*LISTING*

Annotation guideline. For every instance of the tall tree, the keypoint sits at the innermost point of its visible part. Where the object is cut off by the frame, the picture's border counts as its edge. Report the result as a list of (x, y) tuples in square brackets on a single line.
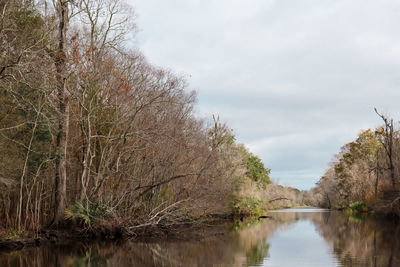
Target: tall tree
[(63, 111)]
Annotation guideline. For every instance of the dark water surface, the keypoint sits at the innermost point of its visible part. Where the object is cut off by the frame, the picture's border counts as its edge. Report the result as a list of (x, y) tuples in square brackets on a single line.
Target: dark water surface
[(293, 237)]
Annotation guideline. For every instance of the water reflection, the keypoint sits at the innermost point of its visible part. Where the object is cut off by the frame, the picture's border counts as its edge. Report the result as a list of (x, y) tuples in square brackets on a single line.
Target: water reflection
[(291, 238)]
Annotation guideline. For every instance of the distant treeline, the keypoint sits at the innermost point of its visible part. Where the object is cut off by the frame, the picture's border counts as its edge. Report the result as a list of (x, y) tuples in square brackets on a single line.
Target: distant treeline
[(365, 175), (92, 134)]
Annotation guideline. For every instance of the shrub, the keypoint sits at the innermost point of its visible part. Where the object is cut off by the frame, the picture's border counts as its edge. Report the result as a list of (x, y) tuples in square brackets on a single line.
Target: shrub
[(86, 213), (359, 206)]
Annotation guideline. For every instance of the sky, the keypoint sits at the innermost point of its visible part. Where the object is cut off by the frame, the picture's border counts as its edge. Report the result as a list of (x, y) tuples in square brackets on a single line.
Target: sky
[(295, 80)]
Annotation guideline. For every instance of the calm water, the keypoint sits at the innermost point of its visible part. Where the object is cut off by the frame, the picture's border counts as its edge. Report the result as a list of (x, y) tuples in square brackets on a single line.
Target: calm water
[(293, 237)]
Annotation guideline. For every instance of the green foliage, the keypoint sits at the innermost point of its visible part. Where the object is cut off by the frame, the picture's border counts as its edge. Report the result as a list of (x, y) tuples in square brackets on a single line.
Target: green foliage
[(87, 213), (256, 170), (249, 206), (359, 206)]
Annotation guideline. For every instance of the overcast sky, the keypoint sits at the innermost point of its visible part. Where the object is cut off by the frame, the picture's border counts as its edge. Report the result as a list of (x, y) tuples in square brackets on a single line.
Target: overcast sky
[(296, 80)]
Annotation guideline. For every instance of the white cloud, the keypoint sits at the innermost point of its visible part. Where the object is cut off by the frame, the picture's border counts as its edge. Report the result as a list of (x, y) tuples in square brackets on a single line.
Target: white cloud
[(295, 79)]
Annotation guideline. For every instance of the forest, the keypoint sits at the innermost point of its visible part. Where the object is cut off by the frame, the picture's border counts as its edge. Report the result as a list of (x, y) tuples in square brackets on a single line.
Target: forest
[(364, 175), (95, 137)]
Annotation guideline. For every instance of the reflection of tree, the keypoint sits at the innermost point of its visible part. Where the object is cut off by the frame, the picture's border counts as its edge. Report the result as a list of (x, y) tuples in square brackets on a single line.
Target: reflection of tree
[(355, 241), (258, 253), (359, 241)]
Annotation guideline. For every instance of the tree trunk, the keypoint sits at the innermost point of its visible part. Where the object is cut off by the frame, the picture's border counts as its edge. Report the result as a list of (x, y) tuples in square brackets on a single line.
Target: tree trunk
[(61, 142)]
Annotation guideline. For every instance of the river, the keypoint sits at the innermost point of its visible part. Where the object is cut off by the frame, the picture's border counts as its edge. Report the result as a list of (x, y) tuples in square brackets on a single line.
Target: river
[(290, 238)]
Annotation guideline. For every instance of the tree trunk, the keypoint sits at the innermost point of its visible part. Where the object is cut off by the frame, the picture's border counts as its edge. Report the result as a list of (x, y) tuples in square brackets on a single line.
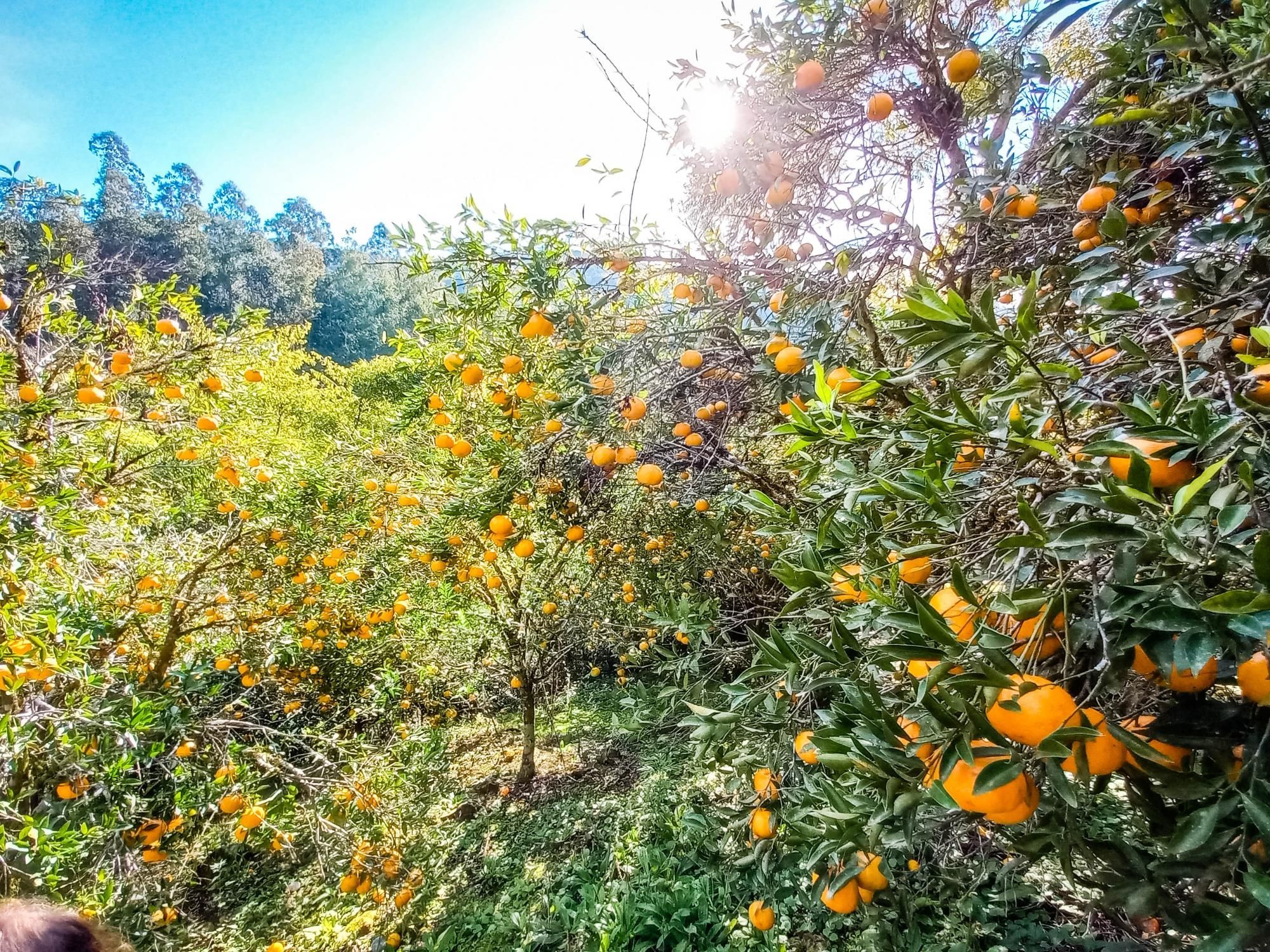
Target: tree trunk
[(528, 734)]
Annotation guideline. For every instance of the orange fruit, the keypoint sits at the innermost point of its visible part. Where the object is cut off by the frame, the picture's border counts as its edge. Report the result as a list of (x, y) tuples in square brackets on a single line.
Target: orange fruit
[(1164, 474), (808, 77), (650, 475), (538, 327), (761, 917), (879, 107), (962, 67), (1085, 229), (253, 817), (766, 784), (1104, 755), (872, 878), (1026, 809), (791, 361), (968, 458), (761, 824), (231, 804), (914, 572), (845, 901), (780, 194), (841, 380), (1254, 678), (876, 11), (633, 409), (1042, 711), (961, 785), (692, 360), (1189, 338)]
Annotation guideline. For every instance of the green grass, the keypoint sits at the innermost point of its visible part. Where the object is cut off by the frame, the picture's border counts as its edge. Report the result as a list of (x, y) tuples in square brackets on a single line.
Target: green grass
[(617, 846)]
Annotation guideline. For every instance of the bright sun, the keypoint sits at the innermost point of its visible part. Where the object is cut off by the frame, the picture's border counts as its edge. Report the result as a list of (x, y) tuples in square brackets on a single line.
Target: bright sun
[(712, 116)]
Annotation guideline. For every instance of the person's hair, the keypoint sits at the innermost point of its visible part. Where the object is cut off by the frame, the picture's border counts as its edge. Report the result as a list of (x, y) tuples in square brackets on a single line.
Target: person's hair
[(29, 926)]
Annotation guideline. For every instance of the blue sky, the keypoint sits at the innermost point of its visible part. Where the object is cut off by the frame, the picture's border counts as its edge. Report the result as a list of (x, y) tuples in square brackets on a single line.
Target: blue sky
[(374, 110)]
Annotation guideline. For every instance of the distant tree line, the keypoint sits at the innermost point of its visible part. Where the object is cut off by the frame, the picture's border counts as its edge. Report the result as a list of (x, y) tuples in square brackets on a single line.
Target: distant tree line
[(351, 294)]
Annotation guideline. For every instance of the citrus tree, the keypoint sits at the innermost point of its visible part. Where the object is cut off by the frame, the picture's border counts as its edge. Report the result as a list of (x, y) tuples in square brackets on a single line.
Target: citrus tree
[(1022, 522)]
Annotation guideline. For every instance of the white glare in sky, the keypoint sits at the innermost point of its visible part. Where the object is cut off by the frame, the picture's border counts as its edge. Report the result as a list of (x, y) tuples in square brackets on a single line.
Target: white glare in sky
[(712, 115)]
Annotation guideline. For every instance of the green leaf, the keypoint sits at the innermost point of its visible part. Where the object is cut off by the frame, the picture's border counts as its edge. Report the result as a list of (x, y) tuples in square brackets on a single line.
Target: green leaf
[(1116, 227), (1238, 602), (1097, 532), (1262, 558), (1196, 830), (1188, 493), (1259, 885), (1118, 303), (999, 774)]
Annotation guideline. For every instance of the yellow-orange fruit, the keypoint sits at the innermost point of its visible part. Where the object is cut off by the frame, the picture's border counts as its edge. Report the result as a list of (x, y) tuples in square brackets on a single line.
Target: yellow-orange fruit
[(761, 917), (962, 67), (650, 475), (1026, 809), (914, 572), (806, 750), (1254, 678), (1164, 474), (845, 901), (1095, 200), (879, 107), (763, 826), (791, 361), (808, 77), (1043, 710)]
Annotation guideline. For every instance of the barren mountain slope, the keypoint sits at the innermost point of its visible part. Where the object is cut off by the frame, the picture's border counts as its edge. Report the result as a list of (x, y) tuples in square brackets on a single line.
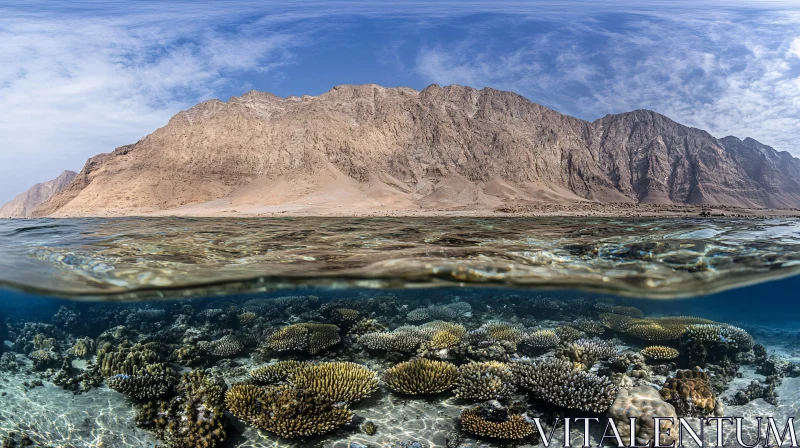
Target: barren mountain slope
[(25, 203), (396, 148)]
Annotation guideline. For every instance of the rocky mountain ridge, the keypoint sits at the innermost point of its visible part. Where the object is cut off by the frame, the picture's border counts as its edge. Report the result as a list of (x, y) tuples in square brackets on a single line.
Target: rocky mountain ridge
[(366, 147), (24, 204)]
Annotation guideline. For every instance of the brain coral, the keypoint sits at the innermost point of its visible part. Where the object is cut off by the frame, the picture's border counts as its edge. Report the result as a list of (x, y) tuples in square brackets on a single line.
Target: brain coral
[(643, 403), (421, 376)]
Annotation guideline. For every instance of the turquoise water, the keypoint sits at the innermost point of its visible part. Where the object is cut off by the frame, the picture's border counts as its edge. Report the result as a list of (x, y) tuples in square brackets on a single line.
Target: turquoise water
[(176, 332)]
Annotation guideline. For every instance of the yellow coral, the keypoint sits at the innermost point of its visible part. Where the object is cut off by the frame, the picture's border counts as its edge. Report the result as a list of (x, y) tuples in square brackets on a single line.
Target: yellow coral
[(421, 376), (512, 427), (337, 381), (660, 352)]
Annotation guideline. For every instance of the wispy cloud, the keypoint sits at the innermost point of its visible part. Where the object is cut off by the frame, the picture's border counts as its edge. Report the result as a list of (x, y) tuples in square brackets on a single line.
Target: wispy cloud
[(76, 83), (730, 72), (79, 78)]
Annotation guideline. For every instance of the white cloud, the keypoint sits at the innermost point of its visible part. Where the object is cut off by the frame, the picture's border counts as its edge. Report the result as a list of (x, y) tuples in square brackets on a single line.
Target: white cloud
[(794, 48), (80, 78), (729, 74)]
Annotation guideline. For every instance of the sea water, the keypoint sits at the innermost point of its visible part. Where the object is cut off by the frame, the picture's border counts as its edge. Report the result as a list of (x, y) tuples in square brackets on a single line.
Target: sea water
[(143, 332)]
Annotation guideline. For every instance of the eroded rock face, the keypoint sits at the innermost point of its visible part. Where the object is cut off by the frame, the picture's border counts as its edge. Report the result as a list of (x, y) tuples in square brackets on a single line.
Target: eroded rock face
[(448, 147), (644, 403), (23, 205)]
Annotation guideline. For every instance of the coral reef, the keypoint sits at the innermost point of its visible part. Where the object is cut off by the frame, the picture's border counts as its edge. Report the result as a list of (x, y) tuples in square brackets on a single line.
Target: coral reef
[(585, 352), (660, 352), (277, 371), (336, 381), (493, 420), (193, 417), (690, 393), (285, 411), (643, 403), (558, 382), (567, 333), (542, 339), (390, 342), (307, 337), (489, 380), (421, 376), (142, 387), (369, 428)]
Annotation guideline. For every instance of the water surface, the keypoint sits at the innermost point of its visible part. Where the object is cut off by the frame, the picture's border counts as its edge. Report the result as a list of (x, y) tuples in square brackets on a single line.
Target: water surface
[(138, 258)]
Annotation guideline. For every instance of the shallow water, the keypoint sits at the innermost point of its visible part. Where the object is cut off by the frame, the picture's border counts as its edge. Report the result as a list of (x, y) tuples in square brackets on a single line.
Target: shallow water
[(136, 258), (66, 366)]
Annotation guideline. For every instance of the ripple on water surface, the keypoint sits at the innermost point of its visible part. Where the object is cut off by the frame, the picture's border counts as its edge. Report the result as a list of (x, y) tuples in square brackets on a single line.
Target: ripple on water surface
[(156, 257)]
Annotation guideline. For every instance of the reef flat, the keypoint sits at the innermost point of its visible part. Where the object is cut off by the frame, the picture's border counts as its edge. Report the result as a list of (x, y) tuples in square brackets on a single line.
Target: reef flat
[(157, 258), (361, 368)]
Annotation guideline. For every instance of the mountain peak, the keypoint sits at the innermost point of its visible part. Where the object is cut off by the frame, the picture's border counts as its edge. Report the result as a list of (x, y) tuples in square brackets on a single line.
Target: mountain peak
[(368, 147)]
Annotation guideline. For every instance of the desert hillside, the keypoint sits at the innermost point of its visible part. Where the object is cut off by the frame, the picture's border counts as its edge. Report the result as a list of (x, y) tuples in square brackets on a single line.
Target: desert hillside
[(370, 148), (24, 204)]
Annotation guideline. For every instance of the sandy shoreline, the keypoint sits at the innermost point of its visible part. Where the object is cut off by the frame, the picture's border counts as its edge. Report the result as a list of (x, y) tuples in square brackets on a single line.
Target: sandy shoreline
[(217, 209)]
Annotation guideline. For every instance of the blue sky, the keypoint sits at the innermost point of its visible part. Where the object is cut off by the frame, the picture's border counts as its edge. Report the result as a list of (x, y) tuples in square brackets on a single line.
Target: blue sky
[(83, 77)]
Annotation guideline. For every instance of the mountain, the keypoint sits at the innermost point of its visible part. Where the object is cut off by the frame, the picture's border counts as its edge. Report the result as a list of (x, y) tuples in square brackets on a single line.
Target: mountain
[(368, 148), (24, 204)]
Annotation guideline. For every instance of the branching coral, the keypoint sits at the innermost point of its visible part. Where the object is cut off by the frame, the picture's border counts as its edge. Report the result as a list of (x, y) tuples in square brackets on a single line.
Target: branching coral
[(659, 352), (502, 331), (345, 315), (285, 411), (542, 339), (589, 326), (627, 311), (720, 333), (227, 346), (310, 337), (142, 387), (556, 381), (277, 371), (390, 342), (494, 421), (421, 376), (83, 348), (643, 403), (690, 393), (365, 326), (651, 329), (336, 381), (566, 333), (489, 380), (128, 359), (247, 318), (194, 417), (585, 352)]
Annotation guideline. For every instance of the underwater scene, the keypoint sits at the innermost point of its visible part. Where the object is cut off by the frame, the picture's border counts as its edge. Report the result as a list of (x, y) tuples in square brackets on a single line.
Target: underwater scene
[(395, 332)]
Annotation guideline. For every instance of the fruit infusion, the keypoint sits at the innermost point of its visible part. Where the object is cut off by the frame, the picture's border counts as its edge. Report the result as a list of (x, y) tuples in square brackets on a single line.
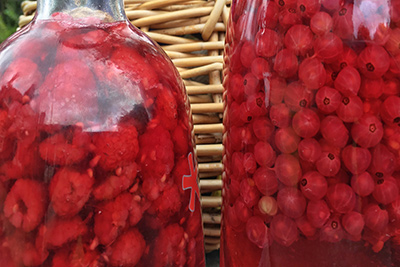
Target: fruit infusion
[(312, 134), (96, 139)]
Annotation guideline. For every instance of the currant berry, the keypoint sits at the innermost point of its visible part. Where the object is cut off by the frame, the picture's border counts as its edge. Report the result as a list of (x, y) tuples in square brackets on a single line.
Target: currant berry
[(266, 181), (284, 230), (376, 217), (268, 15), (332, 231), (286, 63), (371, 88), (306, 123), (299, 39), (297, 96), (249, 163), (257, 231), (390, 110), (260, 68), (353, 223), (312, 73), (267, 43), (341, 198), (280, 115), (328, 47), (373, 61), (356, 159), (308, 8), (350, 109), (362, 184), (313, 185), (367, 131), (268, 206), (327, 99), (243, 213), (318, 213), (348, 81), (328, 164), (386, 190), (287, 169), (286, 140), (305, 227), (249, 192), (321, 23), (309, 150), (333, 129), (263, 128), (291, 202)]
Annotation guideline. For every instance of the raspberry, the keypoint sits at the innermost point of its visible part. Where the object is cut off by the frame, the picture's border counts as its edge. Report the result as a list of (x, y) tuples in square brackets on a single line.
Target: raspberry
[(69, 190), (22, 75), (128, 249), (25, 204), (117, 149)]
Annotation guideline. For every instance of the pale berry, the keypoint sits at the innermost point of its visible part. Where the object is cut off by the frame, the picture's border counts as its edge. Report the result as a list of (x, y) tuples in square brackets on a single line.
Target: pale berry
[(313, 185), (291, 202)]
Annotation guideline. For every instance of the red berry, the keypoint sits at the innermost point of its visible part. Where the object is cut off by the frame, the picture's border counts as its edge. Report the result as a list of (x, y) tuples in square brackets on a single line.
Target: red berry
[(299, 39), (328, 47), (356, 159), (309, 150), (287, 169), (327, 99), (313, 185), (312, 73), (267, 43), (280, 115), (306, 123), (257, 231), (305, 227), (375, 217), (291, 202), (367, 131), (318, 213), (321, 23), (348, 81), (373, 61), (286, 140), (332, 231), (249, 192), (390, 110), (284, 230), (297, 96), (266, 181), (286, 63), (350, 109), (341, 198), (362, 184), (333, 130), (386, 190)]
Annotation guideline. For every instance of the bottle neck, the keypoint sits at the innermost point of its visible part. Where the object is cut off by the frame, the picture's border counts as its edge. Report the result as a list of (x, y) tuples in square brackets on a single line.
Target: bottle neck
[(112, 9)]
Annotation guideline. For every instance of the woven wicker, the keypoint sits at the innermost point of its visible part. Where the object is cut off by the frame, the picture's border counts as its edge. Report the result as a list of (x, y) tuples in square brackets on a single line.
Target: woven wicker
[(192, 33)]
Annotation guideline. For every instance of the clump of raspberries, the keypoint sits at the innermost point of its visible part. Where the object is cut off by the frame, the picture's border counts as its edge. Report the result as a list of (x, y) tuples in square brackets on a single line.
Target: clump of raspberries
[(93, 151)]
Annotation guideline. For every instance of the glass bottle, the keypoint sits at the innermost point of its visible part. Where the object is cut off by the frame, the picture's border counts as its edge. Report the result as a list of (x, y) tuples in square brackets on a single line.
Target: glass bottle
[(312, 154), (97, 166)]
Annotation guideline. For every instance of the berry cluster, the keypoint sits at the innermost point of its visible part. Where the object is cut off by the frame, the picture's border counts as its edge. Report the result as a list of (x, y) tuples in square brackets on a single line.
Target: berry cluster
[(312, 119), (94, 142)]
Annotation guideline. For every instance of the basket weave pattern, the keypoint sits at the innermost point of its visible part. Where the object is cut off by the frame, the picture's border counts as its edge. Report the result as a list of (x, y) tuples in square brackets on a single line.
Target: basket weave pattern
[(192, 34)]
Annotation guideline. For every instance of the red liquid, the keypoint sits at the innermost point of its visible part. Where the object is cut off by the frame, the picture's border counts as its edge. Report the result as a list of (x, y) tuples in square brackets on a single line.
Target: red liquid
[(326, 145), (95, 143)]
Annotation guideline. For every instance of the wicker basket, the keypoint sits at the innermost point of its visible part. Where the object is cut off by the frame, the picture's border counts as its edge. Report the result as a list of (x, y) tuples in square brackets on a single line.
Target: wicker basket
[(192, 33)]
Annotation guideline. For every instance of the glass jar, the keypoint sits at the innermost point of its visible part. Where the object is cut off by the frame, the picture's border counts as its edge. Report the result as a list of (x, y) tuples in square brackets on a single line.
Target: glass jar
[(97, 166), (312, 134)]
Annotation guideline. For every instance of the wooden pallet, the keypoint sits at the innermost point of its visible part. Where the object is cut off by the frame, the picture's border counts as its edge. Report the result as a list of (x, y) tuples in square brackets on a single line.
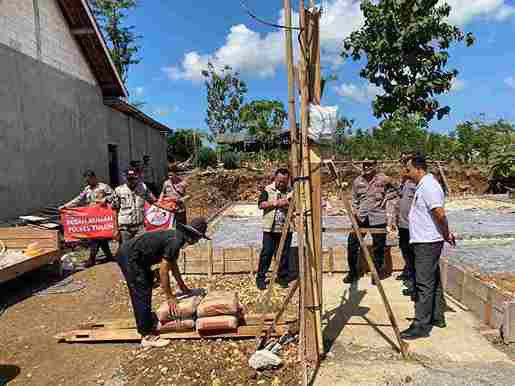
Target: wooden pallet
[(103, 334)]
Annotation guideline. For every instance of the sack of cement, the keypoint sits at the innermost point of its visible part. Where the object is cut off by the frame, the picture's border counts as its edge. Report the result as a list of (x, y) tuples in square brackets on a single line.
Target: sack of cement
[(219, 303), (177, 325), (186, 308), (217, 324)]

*EXERCISE*
Can you express the lines as a Markdown table with the columns No. and Line, numbering each one? Begin at the line that has "Annotation guideline. For every instance of the underwater" and stop after the line that has "[(69, 190), (22, 75), (128, 249), (25, 204), (117, 149)]", skipping blank lines and leaving the pictures out.

*OUTPUT BELOW*
| No. | Line |
|---|---|
| 1 | Annotation guideline. For every instance of the underwater scene, the keypoint sits at the innermost point of its visible part. Where the object is cut off by the frame, the picture's border counts as its edge. Report the result as a list of (x, y) tuples in square brackets on a single line. |
| 2 | Target: underwater scene |
| 3 | [(395, 332)] |
| 4 | Annotation guideline. For every instance of the fruit infusion, the keypoint sits at the innermost point of its visible part. Where the object is cut off by the frame, the picture's border counts as its edge. Report the result as a list of (x, y) tuples in square brackets on a single line. |
| 5 | Target: fruit infusion |
| 6 | [(312, 134), (96, 139)] |
| 7 | Annotation guideline. For every instance of the currant berry, the keypoint sits at the innermost point of its visible part. Where the object is cut off by the frame, the picture's border counts as its edge. Report the result as a list of (x, y) tuples in square brackets on a single line. |
| 8 | Target: currant berry |
| 9 | [(266, 181), (284, 230), (376, 217), (268, 15), (332, 231), (286, 63), (371, 88), (306, 123), (299, 39), (297, 96), (249, 163), (257, 231), (390, 110), (260, 68), (353, 223), (312, 73), (267, 43), (341, 198), (280, 115), (328, 47), (373, 61), (356, 159), (308, 8), (350, 109), (362, 184), (313, 185), (367, 131), (268, 206), (327, 99), (243, 213), (318, 213), (348, 81), (328, 164), (386, 190), (287, 169), (286, 140), (305, 227), (249, 192), (321, 23), (309, 150), (333, 129), (263, 128), (291, 202)] |
| 10 | Annotation guideline. For every instance of the raspberry, the keypoint sits at the innermost point of its visible part. Where the object is cut off by the frame, the picture's border counts as its edge. Report the result as a list of (x, y) tuples in square brackets on a single line. |
| 11 | Target: raspberry |
| 12 | [(69, 190), (22, 75), (128, 249), (25, 204), (117, 149)] |